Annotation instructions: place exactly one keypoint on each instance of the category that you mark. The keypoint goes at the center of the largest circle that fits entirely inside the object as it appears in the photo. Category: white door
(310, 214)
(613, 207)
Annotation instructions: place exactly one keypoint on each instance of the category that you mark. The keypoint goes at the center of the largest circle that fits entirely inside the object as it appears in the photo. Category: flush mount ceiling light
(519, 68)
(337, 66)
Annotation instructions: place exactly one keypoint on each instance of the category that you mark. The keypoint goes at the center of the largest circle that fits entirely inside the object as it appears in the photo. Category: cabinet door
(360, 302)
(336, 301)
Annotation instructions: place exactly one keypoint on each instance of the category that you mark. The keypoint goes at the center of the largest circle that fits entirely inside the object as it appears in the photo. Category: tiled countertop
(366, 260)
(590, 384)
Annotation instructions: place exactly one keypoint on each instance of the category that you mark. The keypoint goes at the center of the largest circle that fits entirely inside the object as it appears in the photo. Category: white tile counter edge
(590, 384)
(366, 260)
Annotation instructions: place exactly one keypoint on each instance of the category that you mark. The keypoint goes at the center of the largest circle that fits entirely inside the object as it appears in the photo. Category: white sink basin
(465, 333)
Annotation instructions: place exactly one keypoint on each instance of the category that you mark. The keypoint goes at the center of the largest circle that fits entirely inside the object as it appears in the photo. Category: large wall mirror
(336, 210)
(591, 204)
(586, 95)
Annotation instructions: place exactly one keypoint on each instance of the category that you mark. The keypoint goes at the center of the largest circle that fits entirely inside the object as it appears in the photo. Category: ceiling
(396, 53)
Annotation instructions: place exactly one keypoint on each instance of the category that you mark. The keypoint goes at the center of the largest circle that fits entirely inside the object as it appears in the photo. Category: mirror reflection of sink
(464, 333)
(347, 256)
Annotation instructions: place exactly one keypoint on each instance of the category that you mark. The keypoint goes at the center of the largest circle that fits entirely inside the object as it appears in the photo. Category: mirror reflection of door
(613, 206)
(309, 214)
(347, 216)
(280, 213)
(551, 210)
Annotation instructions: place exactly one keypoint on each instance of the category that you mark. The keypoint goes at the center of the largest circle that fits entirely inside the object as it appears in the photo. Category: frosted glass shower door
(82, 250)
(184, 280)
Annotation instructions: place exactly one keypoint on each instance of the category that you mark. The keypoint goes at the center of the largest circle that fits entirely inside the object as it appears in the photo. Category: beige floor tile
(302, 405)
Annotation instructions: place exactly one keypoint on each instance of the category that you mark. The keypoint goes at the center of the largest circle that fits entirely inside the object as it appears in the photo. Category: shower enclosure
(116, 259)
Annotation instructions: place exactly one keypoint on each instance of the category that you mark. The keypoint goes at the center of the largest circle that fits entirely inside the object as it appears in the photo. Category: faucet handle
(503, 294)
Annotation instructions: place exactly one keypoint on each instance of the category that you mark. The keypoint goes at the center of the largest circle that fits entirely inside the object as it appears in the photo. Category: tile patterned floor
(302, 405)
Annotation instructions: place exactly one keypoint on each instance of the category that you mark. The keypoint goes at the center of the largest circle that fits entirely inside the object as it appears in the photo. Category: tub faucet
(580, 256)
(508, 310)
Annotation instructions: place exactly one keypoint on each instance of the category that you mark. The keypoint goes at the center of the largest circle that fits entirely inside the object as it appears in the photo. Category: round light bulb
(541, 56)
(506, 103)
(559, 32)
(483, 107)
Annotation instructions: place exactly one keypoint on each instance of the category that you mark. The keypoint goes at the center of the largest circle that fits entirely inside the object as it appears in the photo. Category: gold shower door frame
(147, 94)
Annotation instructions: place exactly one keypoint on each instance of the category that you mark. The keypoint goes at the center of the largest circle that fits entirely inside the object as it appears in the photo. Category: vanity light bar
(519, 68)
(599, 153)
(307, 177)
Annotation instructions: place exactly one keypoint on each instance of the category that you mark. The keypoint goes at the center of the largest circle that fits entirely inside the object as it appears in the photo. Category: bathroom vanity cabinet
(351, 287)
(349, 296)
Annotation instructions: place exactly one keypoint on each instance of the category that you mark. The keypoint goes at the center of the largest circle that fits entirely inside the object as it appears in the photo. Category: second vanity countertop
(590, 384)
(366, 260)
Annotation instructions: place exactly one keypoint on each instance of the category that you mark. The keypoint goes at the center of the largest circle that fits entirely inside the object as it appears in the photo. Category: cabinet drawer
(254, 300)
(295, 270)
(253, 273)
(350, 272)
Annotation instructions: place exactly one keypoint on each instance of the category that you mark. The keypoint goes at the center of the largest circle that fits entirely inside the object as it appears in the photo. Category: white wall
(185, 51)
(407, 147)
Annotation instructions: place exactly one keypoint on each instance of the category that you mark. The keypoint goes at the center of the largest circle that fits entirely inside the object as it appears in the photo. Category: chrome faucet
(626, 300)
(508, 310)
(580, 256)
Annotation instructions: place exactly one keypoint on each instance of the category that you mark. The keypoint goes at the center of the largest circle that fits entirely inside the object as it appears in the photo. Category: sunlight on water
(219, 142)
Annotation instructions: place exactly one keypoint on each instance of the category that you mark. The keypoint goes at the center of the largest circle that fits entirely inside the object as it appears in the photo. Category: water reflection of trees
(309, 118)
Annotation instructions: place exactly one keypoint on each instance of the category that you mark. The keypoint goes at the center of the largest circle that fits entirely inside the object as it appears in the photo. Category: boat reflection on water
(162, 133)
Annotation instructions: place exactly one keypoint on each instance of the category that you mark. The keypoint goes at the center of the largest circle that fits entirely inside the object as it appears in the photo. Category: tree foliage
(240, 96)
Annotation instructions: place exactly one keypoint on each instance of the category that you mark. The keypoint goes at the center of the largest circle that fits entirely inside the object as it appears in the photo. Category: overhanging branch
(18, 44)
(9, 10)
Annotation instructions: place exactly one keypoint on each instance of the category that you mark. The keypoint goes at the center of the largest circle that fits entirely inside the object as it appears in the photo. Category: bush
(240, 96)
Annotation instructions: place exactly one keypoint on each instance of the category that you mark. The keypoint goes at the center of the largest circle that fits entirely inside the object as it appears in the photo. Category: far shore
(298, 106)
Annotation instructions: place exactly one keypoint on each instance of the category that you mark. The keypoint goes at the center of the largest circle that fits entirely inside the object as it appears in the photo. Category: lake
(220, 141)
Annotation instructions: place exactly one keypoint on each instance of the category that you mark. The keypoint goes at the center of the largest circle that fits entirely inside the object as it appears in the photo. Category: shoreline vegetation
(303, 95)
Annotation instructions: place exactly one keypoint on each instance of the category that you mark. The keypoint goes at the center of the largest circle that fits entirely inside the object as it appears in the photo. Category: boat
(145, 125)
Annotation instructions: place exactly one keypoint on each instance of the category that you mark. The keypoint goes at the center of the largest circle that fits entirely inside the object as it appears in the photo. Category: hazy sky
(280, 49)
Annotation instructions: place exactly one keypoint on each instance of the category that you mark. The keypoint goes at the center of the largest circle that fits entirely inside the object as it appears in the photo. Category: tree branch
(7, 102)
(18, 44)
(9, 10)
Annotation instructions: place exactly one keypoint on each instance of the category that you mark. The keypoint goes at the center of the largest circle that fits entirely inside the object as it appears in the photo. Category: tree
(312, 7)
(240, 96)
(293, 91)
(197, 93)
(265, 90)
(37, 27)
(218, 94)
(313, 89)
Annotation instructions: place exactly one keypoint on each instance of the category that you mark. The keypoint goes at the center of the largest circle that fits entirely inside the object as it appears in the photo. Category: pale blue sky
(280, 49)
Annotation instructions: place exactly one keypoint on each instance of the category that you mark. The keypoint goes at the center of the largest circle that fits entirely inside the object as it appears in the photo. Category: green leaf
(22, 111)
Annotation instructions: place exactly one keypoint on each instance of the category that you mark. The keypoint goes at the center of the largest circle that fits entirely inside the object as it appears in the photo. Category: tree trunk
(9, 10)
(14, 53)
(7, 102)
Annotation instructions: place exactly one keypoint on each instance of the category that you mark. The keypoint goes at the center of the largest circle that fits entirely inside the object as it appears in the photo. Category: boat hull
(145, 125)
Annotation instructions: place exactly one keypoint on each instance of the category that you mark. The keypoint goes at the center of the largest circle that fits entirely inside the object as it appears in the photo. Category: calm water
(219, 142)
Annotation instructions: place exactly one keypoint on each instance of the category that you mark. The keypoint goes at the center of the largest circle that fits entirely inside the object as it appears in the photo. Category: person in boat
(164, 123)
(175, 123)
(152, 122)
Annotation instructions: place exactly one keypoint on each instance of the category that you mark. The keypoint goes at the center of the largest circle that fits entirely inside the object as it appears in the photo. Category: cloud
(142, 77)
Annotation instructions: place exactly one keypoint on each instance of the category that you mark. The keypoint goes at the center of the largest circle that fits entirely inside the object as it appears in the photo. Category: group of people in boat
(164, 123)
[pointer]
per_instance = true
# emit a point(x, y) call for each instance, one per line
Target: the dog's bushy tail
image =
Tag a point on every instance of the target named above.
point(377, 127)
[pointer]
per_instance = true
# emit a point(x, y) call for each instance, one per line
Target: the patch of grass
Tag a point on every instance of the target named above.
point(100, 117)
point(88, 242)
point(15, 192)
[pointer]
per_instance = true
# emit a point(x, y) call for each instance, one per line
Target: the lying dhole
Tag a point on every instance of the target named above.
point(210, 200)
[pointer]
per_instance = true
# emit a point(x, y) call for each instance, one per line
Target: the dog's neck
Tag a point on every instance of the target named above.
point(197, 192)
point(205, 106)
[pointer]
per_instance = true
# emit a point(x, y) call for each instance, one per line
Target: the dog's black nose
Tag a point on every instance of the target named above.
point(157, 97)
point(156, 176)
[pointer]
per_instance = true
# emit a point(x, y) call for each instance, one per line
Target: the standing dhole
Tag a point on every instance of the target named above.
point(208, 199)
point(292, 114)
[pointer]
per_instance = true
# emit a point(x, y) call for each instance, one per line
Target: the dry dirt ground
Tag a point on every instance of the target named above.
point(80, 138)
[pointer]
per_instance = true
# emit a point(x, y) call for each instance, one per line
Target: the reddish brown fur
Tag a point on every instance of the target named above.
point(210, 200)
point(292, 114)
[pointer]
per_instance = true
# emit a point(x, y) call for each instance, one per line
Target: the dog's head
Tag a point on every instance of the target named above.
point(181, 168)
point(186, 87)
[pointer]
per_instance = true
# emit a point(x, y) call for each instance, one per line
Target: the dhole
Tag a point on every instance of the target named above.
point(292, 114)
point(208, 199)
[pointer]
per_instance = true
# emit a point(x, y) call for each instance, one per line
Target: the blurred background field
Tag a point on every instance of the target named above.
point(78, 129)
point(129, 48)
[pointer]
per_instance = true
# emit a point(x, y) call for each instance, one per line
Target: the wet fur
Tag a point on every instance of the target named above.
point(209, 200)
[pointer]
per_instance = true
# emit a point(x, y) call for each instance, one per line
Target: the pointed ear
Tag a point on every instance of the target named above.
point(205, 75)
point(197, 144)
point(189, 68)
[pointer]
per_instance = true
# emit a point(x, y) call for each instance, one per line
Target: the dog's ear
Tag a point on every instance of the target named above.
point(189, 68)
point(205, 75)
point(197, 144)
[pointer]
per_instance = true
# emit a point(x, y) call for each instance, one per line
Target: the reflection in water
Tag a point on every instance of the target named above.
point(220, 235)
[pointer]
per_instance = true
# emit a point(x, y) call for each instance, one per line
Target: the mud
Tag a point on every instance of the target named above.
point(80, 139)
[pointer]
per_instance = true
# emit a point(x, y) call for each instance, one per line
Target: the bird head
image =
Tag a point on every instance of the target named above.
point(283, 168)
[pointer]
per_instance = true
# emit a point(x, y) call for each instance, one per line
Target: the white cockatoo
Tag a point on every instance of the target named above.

..........

Please show every line of the entries above that contains the word "head".

- [Answer section]
Target: the dog's head
Target: the bird head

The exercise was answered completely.